▶ _TEXTO FORNECIDO_
....

O valor de um terreno para construção corresponde, fundamentalmente, a uma expectativa jurídica, consubstanciada num direito de nele se vir a construir um prédio com determinadas características e com determinado valor. É essa expectativa de produção de riqueza materializada num imóvel a construir que faz aumentar o valor do património e a riqueza dos proprietários do terreno para construção, logo que o terreno passa a ser considerado como sendo para construção. Por essa razão, quanto maior for o valor dos prédios a construir, maior é o valor do terreno para construção.

Devemos ter em conta que no terreno ainda nada está construído, mas a mera constituição de um direito de nele se vir a construir faz aumentar imediatamente o seu valor. Para além disso, a medida desse valor depende também, sempre, do valor do prédio que nele virá a ser construído. É assim que funcionam os mecanismos de mercado e foi também assim que o legislador concebeu o modelo de avaliação de terrenos para construção».

....

▶ _ITENS EXTRAÍDOS_

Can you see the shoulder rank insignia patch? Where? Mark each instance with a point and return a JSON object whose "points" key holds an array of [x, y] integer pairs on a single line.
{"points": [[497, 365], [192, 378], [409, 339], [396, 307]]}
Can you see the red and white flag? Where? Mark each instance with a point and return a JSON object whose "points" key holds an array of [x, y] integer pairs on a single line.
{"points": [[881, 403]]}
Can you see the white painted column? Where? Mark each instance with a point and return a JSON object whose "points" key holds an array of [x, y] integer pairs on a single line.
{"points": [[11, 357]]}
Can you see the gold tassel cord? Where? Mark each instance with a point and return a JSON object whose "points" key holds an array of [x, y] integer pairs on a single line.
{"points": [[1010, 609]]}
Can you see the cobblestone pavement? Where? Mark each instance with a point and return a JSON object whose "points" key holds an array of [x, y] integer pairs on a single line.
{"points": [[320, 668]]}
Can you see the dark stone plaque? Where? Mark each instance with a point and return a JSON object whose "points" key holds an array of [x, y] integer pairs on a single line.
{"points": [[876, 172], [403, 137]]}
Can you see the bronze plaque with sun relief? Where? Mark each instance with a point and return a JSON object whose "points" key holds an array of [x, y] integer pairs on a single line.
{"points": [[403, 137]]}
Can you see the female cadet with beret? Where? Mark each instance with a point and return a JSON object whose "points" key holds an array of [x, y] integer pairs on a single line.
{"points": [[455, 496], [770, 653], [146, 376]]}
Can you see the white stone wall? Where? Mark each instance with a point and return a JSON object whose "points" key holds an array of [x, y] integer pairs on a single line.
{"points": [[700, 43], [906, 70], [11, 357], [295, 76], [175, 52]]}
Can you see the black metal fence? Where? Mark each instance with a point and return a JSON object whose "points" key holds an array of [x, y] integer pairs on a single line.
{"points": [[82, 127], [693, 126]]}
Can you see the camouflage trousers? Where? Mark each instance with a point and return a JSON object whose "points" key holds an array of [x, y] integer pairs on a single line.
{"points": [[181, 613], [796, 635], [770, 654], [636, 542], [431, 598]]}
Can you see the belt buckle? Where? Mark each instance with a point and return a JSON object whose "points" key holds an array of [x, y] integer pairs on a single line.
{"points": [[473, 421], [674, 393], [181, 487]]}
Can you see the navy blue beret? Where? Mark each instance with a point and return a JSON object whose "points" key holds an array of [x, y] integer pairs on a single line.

....

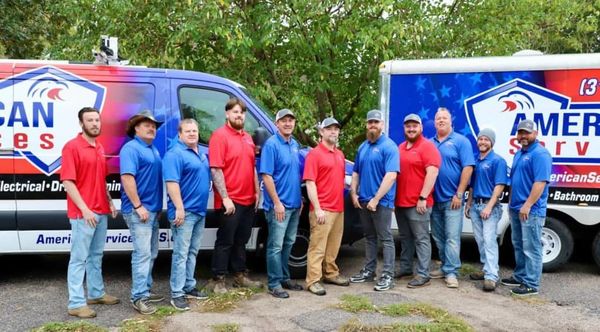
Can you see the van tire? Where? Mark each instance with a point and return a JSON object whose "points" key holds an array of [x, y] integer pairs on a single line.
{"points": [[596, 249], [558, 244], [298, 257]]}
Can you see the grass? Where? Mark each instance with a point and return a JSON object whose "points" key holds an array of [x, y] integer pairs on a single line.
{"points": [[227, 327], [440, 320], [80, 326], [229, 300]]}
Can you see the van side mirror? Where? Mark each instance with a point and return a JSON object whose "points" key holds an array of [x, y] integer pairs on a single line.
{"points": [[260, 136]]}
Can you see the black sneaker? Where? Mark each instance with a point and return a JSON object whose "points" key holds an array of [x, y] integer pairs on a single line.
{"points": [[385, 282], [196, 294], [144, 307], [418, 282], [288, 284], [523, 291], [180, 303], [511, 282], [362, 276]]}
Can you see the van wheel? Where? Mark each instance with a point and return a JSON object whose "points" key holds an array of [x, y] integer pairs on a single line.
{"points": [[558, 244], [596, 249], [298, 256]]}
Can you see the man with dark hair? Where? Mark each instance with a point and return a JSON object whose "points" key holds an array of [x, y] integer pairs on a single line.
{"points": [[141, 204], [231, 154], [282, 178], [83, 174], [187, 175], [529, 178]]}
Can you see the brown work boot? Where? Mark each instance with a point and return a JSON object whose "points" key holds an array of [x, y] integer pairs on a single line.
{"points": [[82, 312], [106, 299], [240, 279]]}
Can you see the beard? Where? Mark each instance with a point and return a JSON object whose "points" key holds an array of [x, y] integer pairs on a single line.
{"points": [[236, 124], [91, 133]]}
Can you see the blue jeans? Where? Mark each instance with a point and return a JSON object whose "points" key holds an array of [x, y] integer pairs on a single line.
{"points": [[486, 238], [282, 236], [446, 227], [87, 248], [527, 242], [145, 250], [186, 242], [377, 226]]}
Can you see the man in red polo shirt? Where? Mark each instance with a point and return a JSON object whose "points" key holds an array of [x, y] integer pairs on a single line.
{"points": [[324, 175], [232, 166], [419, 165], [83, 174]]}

....

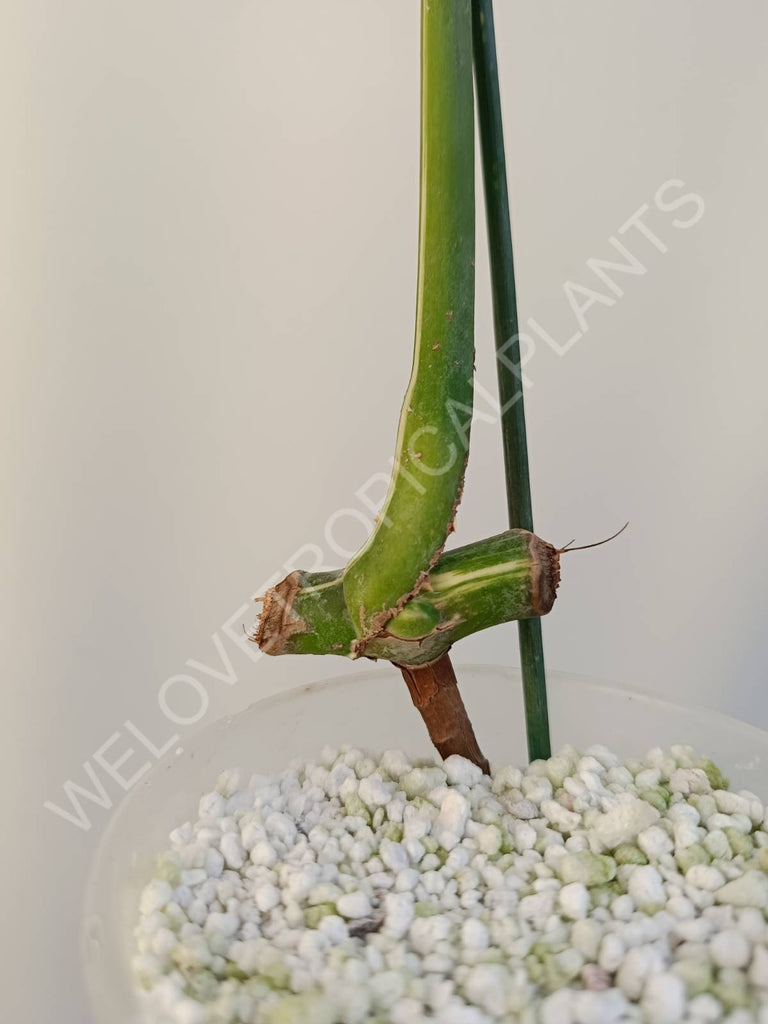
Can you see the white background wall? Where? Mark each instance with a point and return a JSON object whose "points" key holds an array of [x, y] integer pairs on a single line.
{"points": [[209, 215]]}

....

▶ _ENUNCIADO DA TAREFA_
Edite o texto sobre o valor dos terrenos para construção: reproduza o trecho que começa nas palavras "O valor de um" e termina após "terreno para construção.", substituindo "expectativa jurídica" por "expectativa legal".

▶ _RESOLUÇÃO DO EXERCÍCIO_
O valor de um terreno para construção corresponde, fundamentalmente, a uma expectativa legal, consubstanciada num direito de nele se vir a construir um prédio com determinadas características e com determinado valor. É essa expectativa de produção de riqueza materializada num imóvel a construir que faz aumentar o valor do património e a riqueza dos proprietários do terreno para construção, logo que o terreno passa a ser considerado como sendo para construção. Por essa razão, quanto maior for o valor dos prédios a construir, maior é o valor do terreno para construção.